Work required => Skip the pictures, please, and write out exactly the lines from the opening of the data through the line containing "Mark a dot on every instance of the beige".

Source data =>
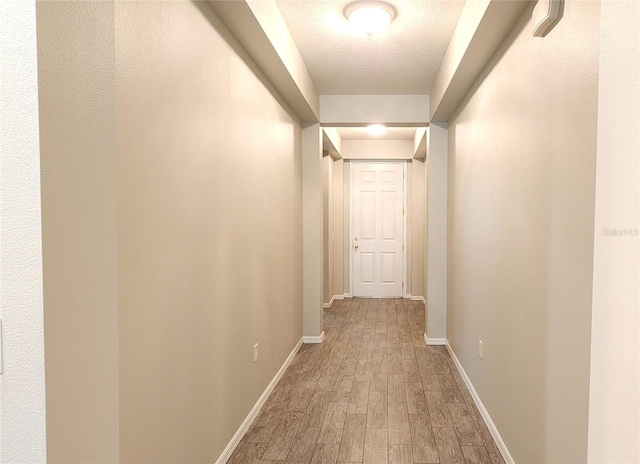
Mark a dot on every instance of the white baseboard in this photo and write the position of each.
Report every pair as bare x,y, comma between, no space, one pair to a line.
434,341
313,339
483,411
333,298
228,451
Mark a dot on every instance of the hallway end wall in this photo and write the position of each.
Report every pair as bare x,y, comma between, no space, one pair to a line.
210,232
522,151
76,77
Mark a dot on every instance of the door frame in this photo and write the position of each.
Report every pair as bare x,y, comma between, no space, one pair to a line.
351,220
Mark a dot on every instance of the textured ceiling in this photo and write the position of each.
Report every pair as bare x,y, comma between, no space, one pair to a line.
404,60
392,133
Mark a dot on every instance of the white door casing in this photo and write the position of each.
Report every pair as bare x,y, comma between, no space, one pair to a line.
378,229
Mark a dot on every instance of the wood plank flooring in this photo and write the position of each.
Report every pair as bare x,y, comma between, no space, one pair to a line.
372,393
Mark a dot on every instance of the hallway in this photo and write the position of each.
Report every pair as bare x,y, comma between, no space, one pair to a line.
371,393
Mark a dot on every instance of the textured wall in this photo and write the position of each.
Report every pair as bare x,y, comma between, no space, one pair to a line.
80,251
209,228
22,385
614,412
522,152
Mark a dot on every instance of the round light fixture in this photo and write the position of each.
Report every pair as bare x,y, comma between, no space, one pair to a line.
370,18
376,129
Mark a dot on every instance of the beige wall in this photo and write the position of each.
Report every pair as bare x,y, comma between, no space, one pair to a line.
338,228
416,228
377,149
79,223
22,383
327,221
210,232
521,215
614,399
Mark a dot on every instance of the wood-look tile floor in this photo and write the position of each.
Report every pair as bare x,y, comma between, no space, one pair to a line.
373,392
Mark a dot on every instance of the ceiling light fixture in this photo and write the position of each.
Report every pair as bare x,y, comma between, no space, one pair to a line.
376,129
370,18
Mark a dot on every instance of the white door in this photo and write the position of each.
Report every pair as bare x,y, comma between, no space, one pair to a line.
378,229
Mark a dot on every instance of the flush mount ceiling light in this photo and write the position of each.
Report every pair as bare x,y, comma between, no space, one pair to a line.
376,129
370,17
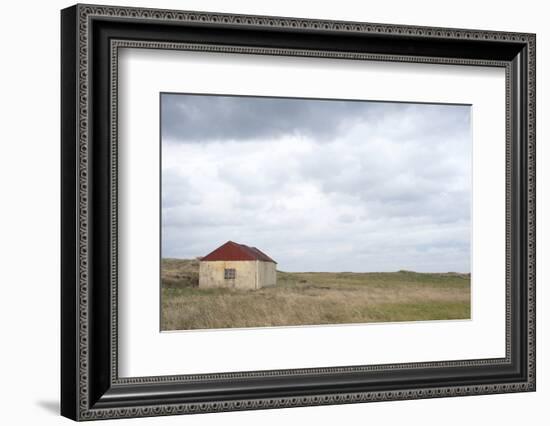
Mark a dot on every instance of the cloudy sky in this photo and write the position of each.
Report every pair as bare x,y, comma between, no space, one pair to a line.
319,185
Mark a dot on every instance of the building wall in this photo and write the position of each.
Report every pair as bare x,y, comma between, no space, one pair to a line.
248,274
267,274
211,274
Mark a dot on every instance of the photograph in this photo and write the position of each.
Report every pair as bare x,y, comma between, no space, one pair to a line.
279,211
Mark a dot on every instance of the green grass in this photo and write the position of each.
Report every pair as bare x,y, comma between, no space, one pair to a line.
309,298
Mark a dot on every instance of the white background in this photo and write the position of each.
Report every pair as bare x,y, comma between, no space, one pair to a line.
146,352
29,229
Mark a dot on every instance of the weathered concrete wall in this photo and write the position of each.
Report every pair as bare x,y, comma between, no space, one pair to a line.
267,274
248,274
211,274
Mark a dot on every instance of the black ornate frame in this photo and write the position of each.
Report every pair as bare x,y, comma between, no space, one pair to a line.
91,37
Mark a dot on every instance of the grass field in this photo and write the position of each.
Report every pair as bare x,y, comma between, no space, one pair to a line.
308,298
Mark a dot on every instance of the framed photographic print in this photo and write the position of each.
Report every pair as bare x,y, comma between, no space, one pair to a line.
263,212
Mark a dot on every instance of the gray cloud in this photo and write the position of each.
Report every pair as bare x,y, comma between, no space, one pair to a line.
318,185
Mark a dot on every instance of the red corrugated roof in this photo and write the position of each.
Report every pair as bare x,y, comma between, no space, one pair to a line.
236,251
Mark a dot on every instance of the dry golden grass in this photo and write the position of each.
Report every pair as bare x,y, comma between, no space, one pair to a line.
311,298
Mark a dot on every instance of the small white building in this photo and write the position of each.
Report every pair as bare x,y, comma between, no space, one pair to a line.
234,265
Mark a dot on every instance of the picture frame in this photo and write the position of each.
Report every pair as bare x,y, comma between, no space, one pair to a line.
90,384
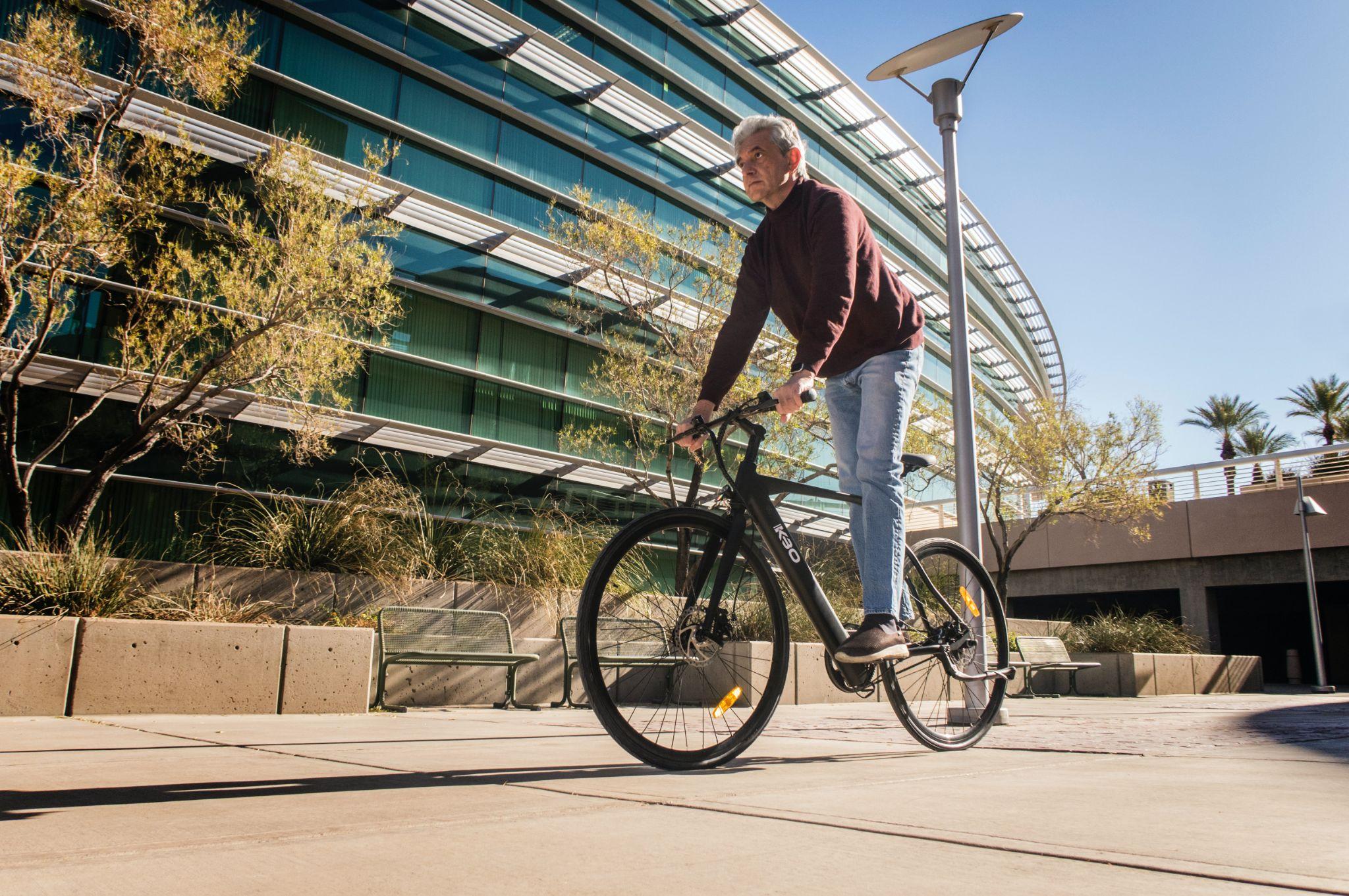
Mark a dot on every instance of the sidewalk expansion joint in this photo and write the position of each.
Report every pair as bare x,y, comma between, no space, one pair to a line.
1179,868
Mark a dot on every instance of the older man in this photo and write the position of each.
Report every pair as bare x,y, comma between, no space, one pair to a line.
815,263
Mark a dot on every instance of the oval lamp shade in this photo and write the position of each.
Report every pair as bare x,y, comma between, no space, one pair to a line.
943,47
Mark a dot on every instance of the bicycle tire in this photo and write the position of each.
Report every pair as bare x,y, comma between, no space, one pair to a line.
920,690
609,594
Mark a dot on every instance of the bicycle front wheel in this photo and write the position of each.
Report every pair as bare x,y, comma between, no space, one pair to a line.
938,709
682,681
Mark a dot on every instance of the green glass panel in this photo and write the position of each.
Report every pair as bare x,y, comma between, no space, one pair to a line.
621,147
522,354
338,70
510,286
632,26
385,23
521,208
440,47
443,177
586,419
621,65
539,159
327,131
580,359
11,13
549,23
606,185
445,118
544,101
695,68
437,329
253,104
516,417
402,391
437,262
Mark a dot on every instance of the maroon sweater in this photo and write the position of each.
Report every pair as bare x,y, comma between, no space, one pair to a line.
813,262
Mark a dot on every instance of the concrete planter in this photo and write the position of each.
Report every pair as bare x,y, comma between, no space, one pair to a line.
36,654
107,668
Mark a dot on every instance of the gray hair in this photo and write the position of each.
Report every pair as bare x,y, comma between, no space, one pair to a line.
781,131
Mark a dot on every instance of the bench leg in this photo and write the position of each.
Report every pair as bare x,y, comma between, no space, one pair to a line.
568,670
510,702
1028,691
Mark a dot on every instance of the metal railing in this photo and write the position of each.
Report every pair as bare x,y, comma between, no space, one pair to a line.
1194,481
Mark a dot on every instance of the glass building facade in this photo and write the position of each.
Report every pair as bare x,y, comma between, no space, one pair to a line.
501,108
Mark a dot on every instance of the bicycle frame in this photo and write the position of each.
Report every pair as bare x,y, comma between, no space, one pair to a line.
752,495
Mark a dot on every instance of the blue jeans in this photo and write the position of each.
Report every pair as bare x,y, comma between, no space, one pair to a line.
869,414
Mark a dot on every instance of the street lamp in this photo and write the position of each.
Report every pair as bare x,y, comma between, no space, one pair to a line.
1308,507
945,99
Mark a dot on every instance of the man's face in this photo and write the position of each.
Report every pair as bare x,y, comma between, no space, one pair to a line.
765,169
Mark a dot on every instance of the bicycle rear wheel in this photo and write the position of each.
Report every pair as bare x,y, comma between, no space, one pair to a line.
939,710
679,683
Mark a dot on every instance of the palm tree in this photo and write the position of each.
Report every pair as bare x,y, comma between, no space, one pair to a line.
1324,400
1224,415
1253,441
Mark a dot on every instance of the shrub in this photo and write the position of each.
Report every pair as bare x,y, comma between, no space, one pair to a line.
84,581
362,530
551,554
1118,632
207,607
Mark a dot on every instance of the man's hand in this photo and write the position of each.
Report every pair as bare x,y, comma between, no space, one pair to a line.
790,394
694,442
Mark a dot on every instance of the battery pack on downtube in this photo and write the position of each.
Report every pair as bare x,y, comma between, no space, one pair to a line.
723,569
788,558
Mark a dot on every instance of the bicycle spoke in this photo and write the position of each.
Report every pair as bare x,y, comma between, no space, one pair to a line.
679,673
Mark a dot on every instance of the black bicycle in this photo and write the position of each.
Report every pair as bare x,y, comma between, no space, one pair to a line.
683,638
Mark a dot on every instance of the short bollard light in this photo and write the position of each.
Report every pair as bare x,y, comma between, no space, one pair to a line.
729,701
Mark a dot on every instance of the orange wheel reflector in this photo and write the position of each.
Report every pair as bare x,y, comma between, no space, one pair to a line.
729,701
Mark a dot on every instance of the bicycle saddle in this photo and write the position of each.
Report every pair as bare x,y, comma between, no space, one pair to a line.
916,461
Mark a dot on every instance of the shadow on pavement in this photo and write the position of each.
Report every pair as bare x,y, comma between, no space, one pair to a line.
16,804
1319,728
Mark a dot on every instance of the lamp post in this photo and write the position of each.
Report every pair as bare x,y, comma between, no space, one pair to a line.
945,99
1308,507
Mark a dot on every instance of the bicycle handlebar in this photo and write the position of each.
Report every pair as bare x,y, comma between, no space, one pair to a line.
761,403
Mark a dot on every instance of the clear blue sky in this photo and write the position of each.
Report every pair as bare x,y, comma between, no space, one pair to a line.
1172,176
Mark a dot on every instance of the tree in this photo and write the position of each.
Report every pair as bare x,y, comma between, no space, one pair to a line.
1051,463
1253,441
265,288
656,297
1327,402
1224,415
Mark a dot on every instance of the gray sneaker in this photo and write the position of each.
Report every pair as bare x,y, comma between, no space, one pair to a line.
877,639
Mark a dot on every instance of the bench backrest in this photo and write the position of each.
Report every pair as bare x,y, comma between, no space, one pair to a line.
426,629
1042,650
617,637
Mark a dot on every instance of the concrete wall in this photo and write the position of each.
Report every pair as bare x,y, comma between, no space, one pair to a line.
53,666
36,655
1154,675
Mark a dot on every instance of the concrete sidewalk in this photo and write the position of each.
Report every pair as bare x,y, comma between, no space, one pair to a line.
1157,795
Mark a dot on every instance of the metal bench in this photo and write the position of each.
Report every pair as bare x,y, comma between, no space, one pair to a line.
622,643
1051,655
429,637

Answer to this problem =>
Mark a dot on every instance of the white baseboard in this photo and write the position of each.
Report every pair as bare x,y, comma between, no space, one pair to a line.
434,341
313,339
483,411
333,298
228,451
Mark a dot on every instance of the hallway end wall in this photo and write the position of each.
Report every pair as bare x,y, comma between, no space, one pair to a line.
210,232
522,151
76,77
Mark a dot on every instance of the door frame in this photo and write the position of each.
Report every pair as bare x,y, comma between, no space, one pair to a line.
351,220
Mark a dot on every instance of the textured ceiling in this photo and write the position of each.
Report every pair as bare x,y, comma between, no space, one pair to a line.
404,60
392,133
Mark a dot on every instance of the white door casing in this photo and write the position of each.
Report every pair as bare x,y, comma between, no space, one pair to a line.
378,229
Mark a dot on every instance of the wood plank flooring in this photo and write the position of each.
Report every pair as bare x,y, comma between, no space, one pair to a line.
372,393
Mark a dot on every instance of the hallway in this photo and write the position of each.
Report every pair as bare x,y, comma between, no space, one pair to a line.
371,393
Mark a dot on every instance of the textured wall in this photo and write the position of each.
Report every pair as bare x,y, comma between, no space, one pair to a line.
80,251
209,228
22,385
614,412
522,152
Mark a dot on every instance of the round light fixture in this photo and write the position of each.
Report every pair as bare x,y, comma between, no space, one pair to a line.
370,18
376,129
Mark a dot on every instance of the beige wall in this photo and write the position of each.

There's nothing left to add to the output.